▸ **Given information**:
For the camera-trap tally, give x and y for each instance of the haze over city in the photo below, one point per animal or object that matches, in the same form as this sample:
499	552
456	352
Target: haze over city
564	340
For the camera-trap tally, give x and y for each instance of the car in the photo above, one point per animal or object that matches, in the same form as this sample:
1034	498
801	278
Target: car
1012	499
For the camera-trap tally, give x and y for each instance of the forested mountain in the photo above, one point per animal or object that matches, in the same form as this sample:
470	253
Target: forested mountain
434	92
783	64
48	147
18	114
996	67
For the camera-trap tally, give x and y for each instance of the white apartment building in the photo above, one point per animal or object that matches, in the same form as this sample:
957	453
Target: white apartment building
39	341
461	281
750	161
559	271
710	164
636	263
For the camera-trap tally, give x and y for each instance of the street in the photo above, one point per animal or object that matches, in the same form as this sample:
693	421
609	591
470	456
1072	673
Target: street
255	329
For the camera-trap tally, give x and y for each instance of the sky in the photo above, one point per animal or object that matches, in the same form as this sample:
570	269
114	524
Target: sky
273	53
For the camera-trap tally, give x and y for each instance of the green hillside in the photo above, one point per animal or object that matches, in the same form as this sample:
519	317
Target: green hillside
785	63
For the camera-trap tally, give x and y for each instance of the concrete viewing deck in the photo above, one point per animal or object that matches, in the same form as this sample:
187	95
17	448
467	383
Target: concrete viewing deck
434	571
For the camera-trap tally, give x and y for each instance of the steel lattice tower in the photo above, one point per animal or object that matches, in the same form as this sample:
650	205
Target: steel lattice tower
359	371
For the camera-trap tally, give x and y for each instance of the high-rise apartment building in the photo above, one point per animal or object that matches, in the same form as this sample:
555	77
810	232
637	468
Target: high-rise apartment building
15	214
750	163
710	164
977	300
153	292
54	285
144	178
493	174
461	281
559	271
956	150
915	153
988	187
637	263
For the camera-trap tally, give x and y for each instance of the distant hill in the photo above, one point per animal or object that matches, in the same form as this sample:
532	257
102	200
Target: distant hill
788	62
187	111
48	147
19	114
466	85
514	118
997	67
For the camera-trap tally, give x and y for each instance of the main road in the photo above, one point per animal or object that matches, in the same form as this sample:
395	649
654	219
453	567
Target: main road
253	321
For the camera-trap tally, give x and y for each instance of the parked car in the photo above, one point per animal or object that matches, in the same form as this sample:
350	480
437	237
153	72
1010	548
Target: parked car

▸ **Work to do**: Give the material as a JSON list of strings, one string per line and no blank lines. Begin at the line that contains "of the high-rise" and continue through the final line of the material.

▸ **Right answer**:
[
  "For the camera-trap tally, give x and y for each instance of the high-rise apartment building in the photo above, one point per animal or object that matches, in the same form as this sample:",
  "555\t77",
  "810\t232",
  "637\t468",
  "Target: high-rise apartment building",
  "15\t214",
  "750\t163",
  "710\t164",
  "977\t300",
  "153\t292",
  "54\t285",
  "144\t178",
  "493\t174",
  "461\t281",
  "559\t271",
  "956\t150",
  "915\t153",
  "988\t187",
  "637\t263",
  "For the camera-trap tally, give x and y for each instance of the distant hill in the photo above, one point per animal or object that matches, in the same form as this sample:",
  "532\t257",
  "102\t200",
  "Target: distant hill",
  "788\t62",
  "187\t111",
  "48\t147",
  "19\t114",
  "466\t85",
  "514\t118",
  "997\t67",
  "For the camera-trap tally, give x and y for each instance of the main road in the photo above, one point per animal or object that matches, in the same form as this sample:",
  "395\t649",
  "654\t219",
  "453\t567",
  "Target: main road",
  "253\t321",
  "For the camera-trap tally, give x and y for each instance of the parked car in the photo above, one point per animal or object that matches, in the same form as this sample:",
  "350\t480",
  "437\t237",
  "153\t72",
  "1010\t548",
  "Target: parked car"
]